_What the task requires_. Which lines below contain the word "outstretched"? Return every one of them in full, treating uppercase and lowercase letters as distinct.
^^^^
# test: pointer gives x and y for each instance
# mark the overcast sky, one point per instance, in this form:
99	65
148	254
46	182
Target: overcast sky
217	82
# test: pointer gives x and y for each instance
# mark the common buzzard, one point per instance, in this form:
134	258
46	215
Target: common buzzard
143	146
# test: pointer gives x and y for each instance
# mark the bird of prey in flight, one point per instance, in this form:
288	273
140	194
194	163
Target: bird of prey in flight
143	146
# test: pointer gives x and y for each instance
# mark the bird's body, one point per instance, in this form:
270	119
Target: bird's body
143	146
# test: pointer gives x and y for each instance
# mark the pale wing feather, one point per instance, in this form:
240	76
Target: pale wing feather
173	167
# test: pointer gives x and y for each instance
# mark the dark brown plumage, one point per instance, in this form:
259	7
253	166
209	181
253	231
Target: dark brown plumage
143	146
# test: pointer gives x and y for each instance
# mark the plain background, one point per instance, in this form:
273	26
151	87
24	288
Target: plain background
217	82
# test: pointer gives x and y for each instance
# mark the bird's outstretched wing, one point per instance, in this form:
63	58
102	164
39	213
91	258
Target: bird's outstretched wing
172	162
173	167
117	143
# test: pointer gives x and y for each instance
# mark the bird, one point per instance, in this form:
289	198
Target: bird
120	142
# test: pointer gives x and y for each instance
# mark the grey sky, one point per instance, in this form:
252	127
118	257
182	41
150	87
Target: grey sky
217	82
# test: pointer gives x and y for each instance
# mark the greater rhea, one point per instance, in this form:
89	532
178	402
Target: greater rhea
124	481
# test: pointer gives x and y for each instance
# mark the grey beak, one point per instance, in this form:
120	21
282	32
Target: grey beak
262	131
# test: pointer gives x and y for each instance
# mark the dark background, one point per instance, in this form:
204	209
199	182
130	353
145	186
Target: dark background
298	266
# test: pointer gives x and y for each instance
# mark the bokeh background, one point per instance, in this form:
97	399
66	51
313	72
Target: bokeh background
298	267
^^^^
_Worked answer_.
# mark the bird's outstretched wing, one point per instance, in this form:
Target: bird's outstretched wing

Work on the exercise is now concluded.